## Passage to read
****************

Most fraud detection systems are tested by external red teams on a scheduled basis — periodic adversarial exercises that produce a point-in-time assessment of resilience. QUORUM takes a fundamentally different approach: it is a continuously self-adversarial system. An autonomous AI agent, running on the same infrastructure as the production fraud engine, operates as an internal red team every hour without human intervention.

The internal red team uses QUORUM's own ARBITRATOR tier — the same LLM that resolves disagreements between the behavioral, financial, and adversarial analysis tiers — to synthesize novel protocol verification vectors. These vectors are not replays of known attacks; they are AI-generated scenarios designed to probe the specific rules and thresholds that are currently active in the fraud engine. When a gap is identified — a vector that passes through the engine without triggering a rule — the ARBITRATOR proposes a shadow hardening rule that would have caught it. This rule enters the review queue for human approval before promotion to active blocking mode.

This document describes both the static detection architecture — the WAF, the JA3 fingerprint database, the Sentinel Edge worker, and the fraud pattern library — and the dynamic self-testing infrastructure that ensures those defenses remain current against evolving adversarial techniques. All throughput figures in this document are derived from QUORUM's production benchmark suite, using threshold values validated by the automated test harness.

QUORUM's WAF is not a signature-matching system — it is a semantic analysis engine. While conventional WAFs rely on regular expression patterns to identify attack payloads, regular expressions can be bypassed by encoding, obfuscation, or novel syntax variations that are semantically equivalent but syntactically different from known patterns. QUORUM's WAF parses all request payloads into Abstract Syntax Trees, analyzing the semantic structure of the content rather than its surface form.

The WAF operates on two distinct parsing pipelines running in parallel: the Acorn JavaScript parser for XSS detection and the node-sql-parser for SQL injection detection. Both pipelines are preceded by a multi-layer decoding stage that normalizes encoded payloads before semantic analysis begins.

The Acorn parser produces a full ECMAScript-compliant Abstract Syntax Tree from any input suspected of containing JavaScript. QUORUM scans the resulting AST for node types that indicate script execution intent: CallExpression nodes where the callee is a known dangerous method (eval, innerHTML, document.write, setTimeout with string argument), MemberExpression nodes targeting sensitive DOM properties, and Literal nodes containing inline event handler strings.

Because Acorn parses the actual JavaScript AST rather than pattern-matching the string, attack payloads that use unusual whitespace, Unicode escapes, semicolon injection, or template literal obfuscation are all parsed identically to their canonical equivalents. A document.write call is a document.write call regardless of whether it is encoded as document['wr'+'ite'], document.write(, or any other obfuscated form — the AST reveals the semantic intent in every case.

SQL injection payloads submitted in request bodies, query parameters, or headers are analyzed by node-sql-parser, which supports standard SQL dialects including MySQL, PostgreSQL, and SQLite. The parser produces a structured query representation from the input, allowing the WAF to detect syntactically valid SQL even when it is embedded within what appears to be application data.

****************

Saved entries
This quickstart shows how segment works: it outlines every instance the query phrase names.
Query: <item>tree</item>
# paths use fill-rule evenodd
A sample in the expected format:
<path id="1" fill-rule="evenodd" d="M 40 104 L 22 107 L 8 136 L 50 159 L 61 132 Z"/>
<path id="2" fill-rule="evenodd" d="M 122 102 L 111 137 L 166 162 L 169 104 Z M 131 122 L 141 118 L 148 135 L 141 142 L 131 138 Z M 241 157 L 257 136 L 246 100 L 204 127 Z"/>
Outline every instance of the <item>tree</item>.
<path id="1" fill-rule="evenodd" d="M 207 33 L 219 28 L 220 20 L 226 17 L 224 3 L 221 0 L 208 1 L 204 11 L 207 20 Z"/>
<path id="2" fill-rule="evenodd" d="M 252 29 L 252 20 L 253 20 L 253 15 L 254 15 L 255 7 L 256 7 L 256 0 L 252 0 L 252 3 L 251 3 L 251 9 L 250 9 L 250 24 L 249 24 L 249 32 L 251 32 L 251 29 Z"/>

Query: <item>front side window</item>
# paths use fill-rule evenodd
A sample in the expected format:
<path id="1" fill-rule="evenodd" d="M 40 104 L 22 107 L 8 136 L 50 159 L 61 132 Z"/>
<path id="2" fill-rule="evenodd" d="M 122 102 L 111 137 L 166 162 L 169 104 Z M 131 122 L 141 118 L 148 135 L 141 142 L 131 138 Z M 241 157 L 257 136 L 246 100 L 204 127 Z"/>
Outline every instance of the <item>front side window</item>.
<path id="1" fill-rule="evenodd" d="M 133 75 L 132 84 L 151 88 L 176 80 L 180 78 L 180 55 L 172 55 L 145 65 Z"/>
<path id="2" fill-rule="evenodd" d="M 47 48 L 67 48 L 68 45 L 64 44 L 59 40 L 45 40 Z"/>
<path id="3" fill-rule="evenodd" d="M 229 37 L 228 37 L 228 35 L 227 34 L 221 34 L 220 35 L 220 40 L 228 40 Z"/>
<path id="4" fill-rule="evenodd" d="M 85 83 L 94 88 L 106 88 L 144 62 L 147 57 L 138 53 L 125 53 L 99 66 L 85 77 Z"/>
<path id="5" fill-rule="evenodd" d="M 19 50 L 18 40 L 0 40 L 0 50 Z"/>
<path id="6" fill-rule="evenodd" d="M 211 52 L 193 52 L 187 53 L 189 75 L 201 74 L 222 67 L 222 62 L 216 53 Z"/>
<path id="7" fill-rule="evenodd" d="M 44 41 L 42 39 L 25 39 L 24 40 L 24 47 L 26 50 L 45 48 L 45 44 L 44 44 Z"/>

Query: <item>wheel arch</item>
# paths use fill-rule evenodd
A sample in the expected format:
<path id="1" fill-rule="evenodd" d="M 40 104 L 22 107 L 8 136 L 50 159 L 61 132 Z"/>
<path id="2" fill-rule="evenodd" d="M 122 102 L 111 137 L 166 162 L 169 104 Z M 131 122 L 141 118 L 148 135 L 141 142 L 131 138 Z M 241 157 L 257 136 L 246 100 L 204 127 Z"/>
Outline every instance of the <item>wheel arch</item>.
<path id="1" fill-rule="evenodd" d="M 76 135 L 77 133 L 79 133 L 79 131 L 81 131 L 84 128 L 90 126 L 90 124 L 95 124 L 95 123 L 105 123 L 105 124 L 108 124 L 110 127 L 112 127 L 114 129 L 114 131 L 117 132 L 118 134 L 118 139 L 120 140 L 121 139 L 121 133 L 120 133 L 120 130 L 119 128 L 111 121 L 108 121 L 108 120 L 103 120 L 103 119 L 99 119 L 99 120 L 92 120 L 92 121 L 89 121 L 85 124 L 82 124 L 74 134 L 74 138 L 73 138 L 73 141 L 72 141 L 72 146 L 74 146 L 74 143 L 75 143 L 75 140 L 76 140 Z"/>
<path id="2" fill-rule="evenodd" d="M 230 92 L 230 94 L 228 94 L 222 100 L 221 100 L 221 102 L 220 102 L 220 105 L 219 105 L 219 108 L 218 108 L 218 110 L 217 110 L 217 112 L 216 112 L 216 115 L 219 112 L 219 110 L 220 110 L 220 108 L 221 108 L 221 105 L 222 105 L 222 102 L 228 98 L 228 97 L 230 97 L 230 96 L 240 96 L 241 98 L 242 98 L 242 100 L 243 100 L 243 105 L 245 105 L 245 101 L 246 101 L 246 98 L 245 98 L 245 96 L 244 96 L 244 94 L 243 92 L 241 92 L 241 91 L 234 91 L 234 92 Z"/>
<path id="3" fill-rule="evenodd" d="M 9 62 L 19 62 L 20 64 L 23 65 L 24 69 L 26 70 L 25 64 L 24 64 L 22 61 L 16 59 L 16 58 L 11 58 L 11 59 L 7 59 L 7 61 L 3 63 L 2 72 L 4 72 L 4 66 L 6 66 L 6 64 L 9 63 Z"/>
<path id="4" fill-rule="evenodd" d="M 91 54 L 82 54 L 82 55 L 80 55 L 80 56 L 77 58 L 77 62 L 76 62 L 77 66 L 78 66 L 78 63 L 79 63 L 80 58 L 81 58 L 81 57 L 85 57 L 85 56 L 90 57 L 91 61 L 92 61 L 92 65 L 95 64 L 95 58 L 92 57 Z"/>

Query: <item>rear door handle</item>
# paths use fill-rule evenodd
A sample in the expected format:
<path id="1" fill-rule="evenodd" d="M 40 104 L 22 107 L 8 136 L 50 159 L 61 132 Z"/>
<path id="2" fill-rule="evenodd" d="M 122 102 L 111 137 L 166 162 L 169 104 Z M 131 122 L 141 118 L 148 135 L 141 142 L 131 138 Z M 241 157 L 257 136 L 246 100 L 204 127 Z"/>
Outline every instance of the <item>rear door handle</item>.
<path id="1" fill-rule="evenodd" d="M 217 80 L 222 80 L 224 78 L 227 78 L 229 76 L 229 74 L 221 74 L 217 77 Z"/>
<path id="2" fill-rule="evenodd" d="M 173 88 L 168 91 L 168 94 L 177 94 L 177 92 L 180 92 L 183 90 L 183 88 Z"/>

****************

## Aim of the exercise
Can you duplicate the stretch of the page on QUORUM's fraud defenses from "SQL injection payloads" through "be application data.", word for word?

## Your response
SQL injection payloads submitted in request bodies, query parameters, or headers are analyzed by node-sql-parser, which supports standard SQL dialects including MySQL, PostgreSQL, and SQLite. The parser produces a structured query representation from the input, allowing the WAF to detect syntactically valid SQL even when it is embedded within what appears to be application data.